"""
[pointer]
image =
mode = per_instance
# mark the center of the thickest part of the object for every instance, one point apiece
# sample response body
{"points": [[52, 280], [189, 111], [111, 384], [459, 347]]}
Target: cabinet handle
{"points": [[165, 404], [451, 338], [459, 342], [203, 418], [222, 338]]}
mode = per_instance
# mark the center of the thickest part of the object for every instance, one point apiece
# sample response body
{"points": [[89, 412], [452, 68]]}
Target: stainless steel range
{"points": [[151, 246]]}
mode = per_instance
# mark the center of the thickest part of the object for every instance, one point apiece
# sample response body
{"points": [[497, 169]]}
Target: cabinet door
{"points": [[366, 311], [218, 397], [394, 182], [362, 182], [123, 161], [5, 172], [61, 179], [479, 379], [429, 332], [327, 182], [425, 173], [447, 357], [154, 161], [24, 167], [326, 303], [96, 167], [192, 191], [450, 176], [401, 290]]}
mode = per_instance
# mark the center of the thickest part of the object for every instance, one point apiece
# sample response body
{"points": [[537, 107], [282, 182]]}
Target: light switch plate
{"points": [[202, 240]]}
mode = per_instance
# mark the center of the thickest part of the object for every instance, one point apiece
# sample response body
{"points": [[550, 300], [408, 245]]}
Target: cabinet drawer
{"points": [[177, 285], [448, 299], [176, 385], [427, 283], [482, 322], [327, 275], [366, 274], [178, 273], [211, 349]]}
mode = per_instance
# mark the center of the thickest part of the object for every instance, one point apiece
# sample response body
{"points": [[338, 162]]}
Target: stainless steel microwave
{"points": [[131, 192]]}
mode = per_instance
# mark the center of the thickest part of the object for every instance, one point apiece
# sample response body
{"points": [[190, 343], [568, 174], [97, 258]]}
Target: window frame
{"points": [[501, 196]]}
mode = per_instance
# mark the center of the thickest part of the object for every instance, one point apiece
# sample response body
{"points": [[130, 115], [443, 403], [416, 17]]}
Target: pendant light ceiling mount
"""
* _Directions for this task_: A complete and exact repetition of the entries is required.

* _Task answer_:
[pointer]
image =
mode = per_instance
# mark the center of the thickest part of the object for every instance, one point apiece
# sample response body
{"points": [[52, 280], [189, 111], [111, 384], [459, 347]]}
Target: cabinet handle
{"points": [[165, 404], [451, 338], [459, 342], [203, 418], [222, 338]]}
mode = per_instance
# mark the center of the thickest part of the object for every instance, one point apiece
# sample response body
{"points": [[89, 412], [452, 68]]}
Target: stainless steel range
{"points": [[151, 246]]}
mode = per_instance
# mark the center of the thickest part of the object for every instance, one point apiece
# sample response body
{"points": [[497, 169]]}
Target: cabinet door
{"points": [[366, 311], [218, 397], [394, 182], [362, 182], [123, 161], [5, 172], [61, 179], [479, 379], [429, 332], [327, 182], [425, 173], [447, 357], [154, 161], [24, 167], [326, 303], [96, 167], [192, 191], [450, 176], [401, 290]]}
mode = per_instance
# mark the center of the thickest part of the object for every instance, one point apiece
# sample response body
{"points": [[537, 107], [282, 182]]}
Target: light switch plate
{"points": [[202, 240]]}
mode = per_instance
# mark the center of the thickest part of the object for every instance, one point apiece
# sample response body
{"points": [[550, 300], [408, 245]]}
Target: cabinet drawer
{"points": [[177, 285], [448, 299], [176, 385], [427, 283], [482, 322], [327, 275], [366, 274], [178, 273], [211, 349]]}
mode = per_instance
# mark the center of the thickest part of the object for every instance, one point apiece
# sample response body
{"points": [[338, 162]]}
Target: stainless steel microwave
{"points": [[131, 192]]}
mode = per_instance
# mark the center of the thickest part of the object for every instance, one point apiece
# sample response body
{"points": [[190, 343], [568, 174], [97, 258]]}
Target: window frame
{"points": [[501, 196]]}
mode = per_instance
# mark the center of the thickest part of the object for every instance, one point apiece
# sample response body
{"points": [[130, 115], [443, 403], [416, 17]]}
Target: pendant light ceiling mount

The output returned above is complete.